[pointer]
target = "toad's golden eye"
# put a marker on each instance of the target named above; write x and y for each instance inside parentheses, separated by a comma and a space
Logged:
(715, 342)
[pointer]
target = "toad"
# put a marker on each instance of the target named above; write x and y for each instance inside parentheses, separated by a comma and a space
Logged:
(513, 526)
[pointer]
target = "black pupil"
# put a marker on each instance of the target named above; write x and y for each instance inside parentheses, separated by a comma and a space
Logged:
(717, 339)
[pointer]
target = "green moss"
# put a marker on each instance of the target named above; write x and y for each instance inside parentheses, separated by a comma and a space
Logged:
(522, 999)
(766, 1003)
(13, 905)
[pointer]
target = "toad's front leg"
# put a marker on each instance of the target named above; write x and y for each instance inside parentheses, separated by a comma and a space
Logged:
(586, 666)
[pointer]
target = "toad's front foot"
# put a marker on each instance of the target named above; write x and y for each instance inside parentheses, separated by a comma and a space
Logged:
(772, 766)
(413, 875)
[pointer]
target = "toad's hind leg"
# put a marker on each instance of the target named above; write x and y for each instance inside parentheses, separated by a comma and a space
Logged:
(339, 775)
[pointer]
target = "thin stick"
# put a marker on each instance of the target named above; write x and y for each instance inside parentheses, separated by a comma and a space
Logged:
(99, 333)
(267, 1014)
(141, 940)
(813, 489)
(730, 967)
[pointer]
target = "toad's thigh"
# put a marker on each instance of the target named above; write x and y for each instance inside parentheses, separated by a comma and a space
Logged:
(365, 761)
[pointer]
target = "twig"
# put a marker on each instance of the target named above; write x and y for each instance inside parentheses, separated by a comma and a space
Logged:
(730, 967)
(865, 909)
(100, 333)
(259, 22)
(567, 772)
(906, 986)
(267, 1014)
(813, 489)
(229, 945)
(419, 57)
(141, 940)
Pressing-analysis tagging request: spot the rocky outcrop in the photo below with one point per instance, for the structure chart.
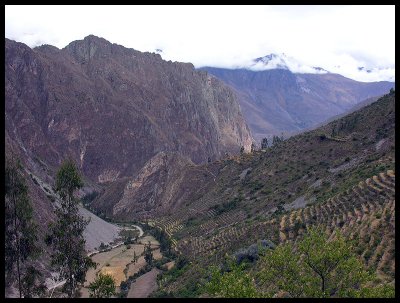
(277, 100)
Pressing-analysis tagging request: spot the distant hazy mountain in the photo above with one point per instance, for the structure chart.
(276, 100)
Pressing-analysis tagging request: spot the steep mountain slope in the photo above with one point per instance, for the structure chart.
(277, 100)
(112, 109)
(340, 175)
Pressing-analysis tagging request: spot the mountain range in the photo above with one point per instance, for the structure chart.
(276, 100)
(164, 145)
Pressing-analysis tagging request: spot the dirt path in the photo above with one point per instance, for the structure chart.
(144, 285)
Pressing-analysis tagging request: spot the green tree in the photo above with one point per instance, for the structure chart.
(264, 143)
(315, 267)
(102, 287)
(319, 267)
(235, 283)
(66, 235)
(31, 283)
(148, 254)
(20, 230)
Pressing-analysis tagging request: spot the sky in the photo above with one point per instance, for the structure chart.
(340, 39)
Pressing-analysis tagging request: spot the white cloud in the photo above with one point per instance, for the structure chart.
(224, 36)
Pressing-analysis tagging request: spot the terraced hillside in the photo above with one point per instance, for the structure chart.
(338, 176)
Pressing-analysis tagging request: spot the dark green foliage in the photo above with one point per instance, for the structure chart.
(276, 140)
(32, 284)
(316, 267)
(66, 234)
(102, 287)
(88, 198)
(20, 230)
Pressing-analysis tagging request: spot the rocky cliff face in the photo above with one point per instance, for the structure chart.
(112, 109)
(277, 100)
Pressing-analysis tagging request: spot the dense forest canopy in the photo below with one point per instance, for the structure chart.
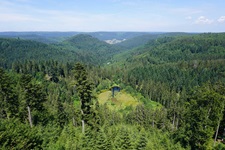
(57, 94)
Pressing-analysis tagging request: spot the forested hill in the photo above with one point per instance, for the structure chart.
(178, 48)
(143, 39)
(82, 48)
(167, 93)
(12, 50)
(90, 47)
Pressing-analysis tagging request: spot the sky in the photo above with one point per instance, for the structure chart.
(113, 15)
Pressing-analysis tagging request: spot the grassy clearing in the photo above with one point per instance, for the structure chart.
(120, 101)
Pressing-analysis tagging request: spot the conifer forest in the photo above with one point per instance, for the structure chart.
(75, 91)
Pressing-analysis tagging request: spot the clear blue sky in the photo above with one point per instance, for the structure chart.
(113, 15)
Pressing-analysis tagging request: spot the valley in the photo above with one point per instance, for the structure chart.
(56, 90)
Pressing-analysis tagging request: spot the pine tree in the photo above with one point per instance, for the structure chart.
(8, 97)
(84, 90)
(142, 142)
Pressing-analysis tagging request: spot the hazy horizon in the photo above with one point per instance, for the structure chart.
(112, 16)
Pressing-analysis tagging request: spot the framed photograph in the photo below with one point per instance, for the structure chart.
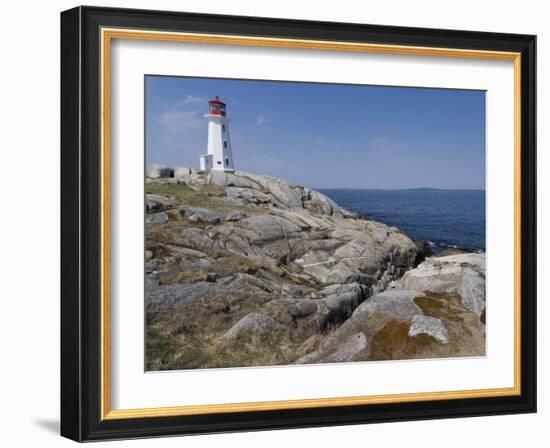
(277, 224)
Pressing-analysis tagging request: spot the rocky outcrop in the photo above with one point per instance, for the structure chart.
(252, 323)
(462, 274)
(429, 325)
(250, 270)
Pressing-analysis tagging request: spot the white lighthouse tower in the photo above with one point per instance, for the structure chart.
(219, 156)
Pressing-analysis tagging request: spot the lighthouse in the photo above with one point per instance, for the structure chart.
(219, 156)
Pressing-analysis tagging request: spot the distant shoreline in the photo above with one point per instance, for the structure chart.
(400, 189)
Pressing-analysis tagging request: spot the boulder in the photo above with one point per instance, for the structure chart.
(234, 216)
(157, 202)
(462, 274)
(429, 325)
(197, 214)
(157, 218)
(368, 319)
(349, 350)
(252, 323)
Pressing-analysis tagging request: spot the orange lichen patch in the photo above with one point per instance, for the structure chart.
(393, 342)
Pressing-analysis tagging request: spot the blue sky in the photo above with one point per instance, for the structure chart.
(325, 135)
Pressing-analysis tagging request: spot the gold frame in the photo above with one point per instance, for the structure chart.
(107, 35)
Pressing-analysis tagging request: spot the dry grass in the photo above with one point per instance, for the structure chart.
(191, 336)
(208, 196)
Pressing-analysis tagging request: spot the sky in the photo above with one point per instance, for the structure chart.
(325, 135)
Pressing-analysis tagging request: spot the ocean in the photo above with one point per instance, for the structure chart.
(443, 218)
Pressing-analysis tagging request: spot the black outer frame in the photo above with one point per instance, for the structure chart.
(80, 223)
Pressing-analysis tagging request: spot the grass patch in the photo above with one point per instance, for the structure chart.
(191, 336)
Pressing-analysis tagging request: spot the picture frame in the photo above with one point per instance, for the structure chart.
(86, 37)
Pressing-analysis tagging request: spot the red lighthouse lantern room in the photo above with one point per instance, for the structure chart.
(217, 107)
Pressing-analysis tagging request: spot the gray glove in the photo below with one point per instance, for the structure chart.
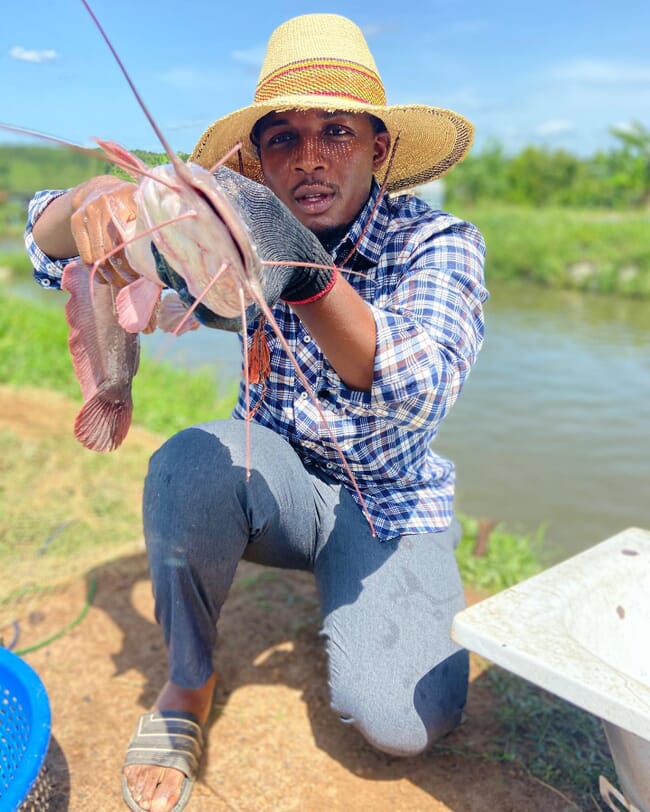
(277, 236)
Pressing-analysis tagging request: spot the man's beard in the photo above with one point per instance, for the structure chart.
(329, 238)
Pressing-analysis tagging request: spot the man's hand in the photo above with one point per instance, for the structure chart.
(102, 209)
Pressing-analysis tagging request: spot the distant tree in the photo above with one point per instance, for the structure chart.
(634, 172)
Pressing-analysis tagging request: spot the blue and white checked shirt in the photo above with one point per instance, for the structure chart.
(421, 271)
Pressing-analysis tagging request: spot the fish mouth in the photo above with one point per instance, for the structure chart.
(314, 198)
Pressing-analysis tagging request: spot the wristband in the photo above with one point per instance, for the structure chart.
(309, 285)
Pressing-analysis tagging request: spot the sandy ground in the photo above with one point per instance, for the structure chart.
(273, 743)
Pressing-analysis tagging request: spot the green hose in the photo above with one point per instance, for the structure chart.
(92, 588)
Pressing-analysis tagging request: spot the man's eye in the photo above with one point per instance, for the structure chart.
(279, 138)
(336, 129)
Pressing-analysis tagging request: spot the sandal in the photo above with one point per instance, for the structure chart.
(166, 739)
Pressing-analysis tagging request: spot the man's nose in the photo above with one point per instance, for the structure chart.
(310, 155)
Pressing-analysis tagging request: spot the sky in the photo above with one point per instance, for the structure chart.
(556, 74)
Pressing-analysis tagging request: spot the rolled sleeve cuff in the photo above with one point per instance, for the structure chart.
(406, 388)
(47, 271)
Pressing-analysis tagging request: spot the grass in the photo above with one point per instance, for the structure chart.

Your task: Where a line of the data contains the string "toad", include it in a count, and state that count alone.

Task output: 6